Selected excerpt -
>> START
So there is a great question. What it's about to achieve. We have been -- we have been conquering Gaza for the last 18 months. We were four times in Jabalya and three times in Beit Hanoun and two times in Deir al-Balah. There are different neighborhoods and cities there. And I don't see exactly what we're going to achieve in the next one if it doesn't have the basic element of any strategic campaign.

No war had ever been won without having a clear, realistic, objective, and end game. And it seems that we don't have one --

ZAKARIA: A kind of political of political objective, you know, at the end.

BARAK: Political objective. Yes. If you don't have -- you learned it the hard way in Vietnam, in Iraq, in Afghanistan, we should not repeat those mistakes. And we have to make a clear, realistic one, which is not the one that Netanyahu is stating now.

ZAKARIA: So what's the alternative?
>> END
Records -
>> START
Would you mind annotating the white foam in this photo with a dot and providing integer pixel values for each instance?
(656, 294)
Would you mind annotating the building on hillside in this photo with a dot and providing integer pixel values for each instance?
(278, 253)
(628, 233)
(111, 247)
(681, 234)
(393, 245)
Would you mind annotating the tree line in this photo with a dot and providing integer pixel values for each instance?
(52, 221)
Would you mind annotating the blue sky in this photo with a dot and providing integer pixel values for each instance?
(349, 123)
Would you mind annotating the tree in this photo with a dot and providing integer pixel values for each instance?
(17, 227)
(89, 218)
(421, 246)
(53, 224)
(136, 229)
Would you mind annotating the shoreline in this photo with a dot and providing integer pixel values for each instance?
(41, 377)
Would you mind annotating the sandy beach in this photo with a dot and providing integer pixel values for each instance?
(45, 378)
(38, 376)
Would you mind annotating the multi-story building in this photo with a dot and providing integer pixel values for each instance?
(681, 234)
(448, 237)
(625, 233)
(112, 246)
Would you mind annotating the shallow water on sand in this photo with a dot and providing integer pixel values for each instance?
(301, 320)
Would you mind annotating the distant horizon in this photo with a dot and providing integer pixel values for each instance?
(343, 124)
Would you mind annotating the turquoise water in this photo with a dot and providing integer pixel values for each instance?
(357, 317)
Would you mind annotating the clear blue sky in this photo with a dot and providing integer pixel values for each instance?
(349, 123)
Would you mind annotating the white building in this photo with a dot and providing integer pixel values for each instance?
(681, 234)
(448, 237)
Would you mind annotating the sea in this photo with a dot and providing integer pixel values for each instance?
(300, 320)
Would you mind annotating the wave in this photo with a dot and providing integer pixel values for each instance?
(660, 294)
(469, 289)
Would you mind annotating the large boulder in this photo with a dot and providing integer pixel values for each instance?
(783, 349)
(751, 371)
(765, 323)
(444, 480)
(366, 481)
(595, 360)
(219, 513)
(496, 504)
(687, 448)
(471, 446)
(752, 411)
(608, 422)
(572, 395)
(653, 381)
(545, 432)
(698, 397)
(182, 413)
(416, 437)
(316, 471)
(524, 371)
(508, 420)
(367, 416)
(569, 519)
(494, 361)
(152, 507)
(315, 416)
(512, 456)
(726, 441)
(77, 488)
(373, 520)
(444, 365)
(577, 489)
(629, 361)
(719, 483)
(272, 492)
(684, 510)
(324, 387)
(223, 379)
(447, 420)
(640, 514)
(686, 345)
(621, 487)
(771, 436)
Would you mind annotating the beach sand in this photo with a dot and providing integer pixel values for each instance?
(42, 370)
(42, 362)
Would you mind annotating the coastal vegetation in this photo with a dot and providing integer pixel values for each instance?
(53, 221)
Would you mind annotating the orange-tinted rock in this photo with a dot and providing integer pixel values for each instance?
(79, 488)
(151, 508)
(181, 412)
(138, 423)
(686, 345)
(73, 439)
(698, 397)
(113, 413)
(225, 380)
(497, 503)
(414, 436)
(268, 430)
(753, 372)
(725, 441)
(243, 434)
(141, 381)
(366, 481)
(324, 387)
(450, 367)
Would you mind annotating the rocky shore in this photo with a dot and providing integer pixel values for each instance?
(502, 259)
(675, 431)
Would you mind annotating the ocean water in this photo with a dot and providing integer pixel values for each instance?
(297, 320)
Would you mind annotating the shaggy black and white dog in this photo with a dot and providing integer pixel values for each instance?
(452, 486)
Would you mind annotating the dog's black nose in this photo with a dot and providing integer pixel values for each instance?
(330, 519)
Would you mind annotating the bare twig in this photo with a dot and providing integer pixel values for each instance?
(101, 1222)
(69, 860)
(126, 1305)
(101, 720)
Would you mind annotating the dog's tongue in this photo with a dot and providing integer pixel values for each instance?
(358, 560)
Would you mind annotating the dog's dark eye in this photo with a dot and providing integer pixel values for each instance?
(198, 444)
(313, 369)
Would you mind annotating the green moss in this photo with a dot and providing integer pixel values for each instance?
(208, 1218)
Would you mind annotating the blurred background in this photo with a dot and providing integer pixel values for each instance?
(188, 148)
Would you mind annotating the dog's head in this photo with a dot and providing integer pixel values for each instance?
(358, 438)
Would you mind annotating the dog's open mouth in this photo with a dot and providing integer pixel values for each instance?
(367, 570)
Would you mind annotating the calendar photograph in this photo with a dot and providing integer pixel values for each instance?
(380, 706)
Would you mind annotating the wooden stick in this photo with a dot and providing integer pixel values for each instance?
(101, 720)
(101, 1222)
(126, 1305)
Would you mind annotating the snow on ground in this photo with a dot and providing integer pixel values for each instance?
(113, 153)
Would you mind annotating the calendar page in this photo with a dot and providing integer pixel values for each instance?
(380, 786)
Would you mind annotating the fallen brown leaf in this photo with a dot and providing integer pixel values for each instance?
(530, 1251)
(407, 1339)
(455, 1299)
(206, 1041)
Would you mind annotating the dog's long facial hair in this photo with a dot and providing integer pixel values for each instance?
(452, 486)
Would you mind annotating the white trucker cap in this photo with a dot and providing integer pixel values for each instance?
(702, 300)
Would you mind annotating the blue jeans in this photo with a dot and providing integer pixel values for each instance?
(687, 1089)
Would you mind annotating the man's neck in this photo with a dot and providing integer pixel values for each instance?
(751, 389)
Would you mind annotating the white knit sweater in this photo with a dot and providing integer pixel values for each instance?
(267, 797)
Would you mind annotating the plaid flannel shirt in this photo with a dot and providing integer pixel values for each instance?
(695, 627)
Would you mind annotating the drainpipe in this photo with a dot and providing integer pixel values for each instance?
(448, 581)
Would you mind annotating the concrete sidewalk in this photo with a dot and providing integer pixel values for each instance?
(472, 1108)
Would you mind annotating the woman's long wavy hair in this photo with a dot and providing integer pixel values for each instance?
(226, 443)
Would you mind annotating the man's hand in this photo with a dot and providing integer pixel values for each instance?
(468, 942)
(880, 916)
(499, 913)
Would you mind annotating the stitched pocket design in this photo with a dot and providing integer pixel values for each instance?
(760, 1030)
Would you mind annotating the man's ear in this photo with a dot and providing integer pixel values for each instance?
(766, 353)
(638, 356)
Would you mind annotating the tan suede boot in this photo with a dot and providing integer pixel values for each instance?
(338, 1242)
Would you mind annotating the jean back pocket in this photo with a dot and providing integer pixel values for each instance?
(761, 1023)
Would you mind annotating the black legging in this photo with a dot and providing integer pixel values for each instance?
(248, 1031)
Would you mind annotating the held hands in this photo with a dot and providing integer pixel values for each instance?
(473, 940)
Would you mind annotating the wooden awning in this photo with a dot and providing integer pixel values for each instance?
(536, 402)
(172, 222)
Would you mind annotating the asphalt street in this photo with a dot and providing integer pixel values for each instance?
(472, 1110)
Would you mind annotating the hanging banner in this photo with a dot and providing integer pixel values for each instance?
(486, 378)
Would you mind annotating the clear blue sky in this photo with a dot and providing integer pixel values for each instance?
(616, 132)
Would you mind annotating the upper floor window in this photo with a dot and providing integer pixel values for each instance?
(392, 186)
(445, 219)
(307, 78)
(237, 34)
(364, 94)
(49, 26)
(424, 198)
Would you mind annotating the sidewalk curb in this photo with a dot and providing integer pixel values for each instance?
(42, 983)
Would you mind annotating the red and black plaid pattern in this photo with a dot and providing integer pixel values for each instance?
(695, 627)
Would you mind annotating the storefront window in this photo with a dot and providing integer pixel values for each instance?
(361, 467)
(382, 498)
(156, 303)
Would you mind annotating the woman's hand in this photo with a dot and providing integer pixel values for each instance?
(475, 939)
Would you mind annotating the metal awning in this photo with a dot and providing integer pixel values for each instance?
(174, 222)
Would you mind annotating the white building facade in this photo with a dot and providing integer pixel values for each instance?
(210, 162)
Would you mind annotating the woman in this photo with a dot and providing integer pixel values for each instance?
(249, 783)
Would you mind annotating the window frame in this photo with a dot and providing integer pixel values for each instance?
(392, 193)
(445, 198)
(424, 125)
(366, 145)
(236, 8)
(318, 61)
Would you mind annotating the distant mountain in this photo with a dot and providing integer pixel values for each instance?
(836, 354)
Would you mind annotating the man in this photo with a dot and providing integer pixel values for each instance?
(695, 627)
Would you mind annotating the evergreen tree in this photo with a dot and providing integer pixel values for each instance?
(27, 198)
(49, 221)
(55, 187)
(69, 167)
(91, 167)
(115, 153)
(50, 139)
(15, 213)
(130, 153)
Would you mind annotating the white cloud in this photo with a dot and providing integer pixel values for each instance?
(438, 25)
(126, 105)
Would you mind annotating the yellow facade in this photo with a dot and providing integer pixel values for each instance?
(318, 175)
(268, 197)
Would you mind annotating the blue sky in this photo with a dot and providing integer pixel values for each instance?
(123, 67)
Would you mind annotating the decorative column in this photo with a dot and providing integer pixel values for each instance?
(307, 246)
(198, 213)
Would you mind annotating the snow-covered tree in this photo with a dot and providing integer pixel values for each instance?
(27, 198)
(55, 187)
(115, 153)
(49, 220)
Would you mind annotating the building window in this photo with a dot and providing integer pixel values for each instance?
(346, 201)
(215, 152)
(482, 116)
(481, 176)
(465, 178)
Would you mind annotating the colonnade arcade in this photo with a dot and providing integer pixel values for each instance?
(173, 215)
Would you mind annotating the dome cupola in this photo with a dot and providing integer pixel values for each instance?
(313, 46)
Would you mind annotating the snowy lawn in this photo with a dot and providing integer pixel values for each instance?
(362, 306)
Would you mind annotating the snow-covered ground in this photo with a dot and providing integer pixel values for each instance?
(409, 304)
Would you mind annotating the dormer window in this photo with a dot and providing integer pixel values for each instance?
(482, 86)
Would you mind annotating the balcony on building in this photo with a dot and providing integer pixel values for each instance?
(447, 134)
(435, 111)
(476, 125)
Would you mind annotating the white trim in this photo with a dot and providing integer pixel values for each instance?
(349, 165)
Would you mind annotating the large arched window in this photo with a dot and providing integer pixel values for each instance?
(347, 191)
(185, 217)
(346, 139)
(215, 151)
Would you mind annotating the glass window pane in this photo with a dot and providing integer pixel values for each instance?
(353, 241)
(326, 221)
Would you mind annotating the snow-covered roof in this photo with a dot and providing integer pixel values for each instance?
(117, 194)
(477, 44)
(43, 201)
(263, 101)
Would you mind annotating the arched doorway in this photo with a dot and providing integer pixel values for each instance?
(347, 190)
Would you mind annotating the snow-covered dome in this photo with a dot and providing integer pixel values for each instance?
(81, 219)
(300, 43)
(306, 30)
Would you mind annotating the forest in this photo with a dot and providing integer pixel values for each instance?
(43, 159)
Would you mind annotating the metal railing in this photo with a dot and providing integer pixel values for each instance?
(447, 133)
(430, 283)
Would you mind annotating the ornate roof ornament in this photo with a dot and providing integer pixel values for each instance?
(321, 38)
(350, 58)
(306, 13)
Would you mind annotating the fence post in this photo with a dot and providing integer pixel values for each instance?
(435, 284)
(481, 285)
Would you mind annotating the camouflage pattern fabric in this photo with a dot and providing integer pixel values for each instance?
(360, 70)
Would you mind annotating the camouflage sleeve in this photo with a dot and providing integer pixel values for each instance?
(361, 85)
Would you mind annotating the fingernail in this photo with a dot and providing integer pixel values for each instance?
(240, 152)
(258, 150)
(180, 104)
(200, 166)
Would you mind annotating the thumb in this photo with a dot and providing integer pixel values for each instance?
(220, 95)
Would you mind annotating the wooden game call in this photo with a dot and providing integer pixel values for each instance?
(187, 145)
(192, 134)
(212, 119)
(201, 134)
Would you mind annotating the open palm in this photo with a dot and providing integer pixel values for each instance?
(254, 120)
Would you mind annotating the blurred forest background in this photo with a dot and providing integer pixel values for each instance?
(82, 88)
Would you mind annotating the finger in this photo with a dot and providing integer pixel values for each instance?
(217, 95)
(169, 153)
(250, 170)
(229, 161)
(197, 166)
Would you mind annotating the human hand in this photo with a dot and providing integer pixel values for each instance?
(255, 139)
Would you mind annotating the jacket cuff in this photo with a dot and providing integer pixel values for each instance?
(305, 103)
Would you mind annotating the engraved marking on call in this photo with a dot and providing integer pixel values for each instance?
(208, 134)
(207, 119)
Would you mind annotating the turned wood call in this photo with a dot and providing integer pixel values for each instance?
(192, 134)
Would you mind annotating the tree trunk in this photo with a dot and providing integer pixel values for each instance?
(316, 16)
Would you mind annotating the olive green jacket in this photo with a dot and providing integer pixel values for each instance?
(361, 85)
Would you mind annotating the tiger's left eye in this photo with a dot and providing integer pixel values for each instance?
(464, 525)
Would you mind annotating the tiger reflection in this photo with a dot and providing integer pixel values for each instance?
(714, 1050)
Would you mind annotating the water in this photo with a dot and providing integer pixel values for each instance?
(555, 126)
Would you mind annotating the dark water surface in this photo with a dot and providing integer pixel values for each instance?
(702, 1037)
>> END
Task instructions - Reproduce the interview excerpt about the Gaza campaign in full, word for word.

Solution -
So there is a great question. What it's about to achieve. We have been -- we have been conquering Gaza for the last 18 months. We were four times in Jabalya and three times in Beit Hanoun and two times in Deir al-Balah. There are different neighborhoods and cities there. And I don't see exactly what we're going to achieve in the next one if it doesn't have the basic element of any strategic campaign.

No war had ever been won without having a clear, realistic, objective, and end game. And it seems that we don't have one --

ZAKARIA: A kind of political of political objective, you know, at the end.

BARAK: Political objective. Yes. If you don't have -- you learned it the hard way in Vietnam, in Iraq, in Afghanistan, we should not repeat those mistakes. And we have to make a clear, realistic one, which is not the one that Netanyahu is stating now.

ZAKARIA: So what's the alternative?